= Aim =
Please repeat word for word everything below, from the line containing "[find] the man's black" down to the last line, including both.
-------- Data shown --------
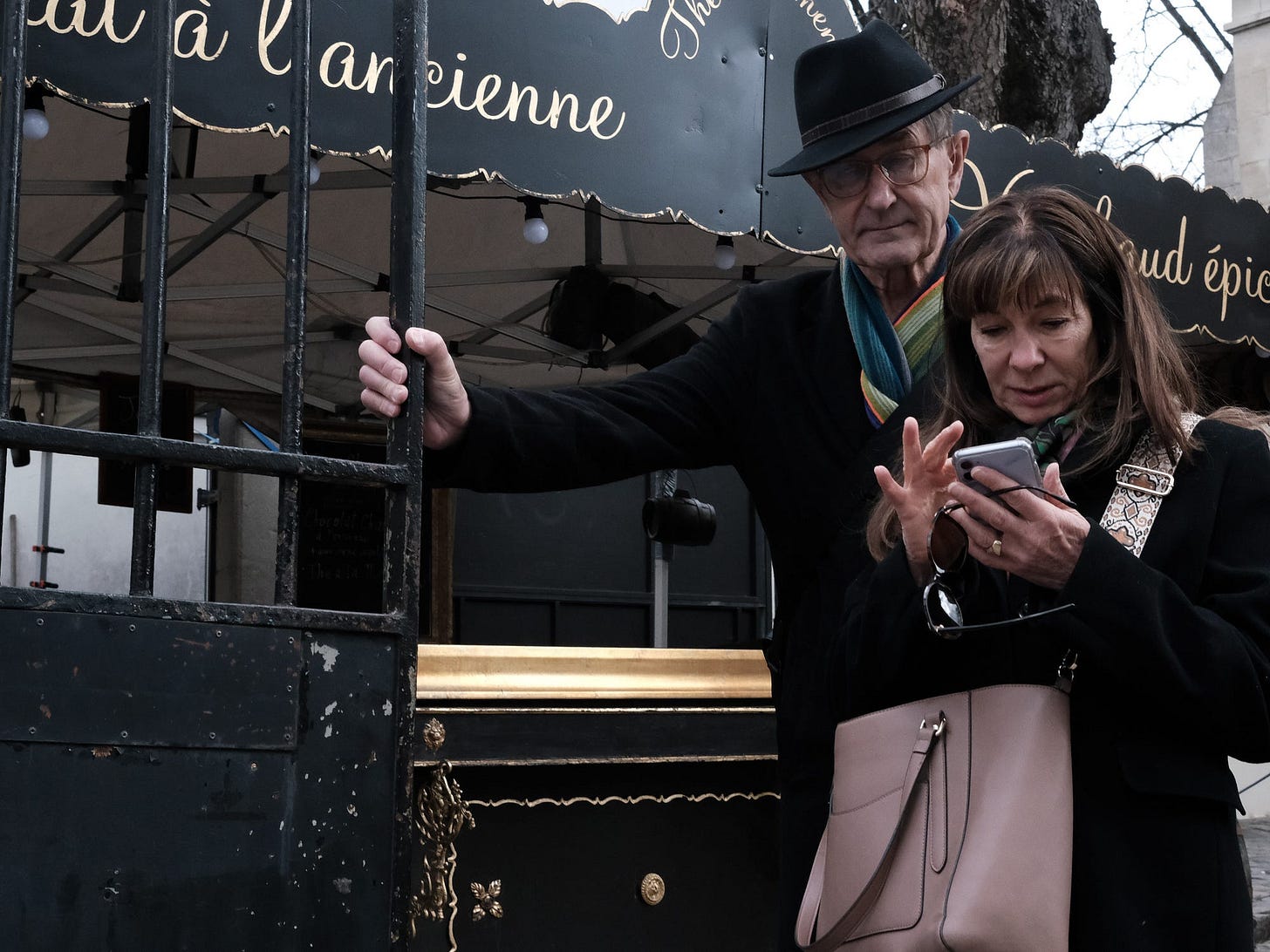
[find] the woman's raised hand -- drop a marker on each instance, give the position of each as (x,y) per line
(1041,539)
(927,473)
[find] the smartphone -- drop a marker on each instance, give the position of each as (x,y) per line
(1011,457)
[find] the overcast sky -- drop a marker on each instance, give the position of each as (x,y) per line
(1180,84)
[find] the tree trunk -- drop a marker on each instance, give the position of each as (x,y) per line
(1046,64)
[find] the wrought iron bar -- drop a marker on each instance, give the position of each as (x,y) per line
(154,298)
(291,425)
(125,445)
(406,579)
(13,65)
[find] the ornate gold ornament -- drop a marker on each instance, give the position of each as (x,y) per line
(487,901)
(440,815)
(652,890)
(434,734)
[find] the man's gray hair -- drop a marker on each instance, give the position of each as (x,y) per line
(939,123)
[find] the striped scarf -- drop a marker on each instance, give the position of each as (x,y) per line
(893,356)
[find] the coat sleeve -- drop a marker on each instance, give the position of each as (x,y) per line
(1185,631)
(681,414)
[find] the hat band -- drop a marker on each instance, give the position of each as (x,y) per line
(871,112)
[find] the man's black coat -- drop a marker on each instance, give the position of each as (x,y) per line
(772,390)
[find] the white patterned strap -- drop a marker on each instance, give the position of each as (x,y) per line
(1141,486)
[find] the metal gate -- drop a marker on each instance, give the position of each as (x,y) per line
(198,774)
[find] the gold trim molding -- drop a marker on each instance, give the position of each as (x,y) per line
--------
= Solution =
[find] the man's black coat -- drop a marker on each instance, give the position of each as (x,y) per line
(772,390)
[find] the white patterned strap -- drop a marker on each instance, give the position of each as (x,y) per line
(1141,486)
[find] the metal gate -- drop a marker on each instance, give the position of each as (x,y) per line
(198,774)
[find] the gold trim molding -- drop a marker on each instance, give the position of each as (x,y) per line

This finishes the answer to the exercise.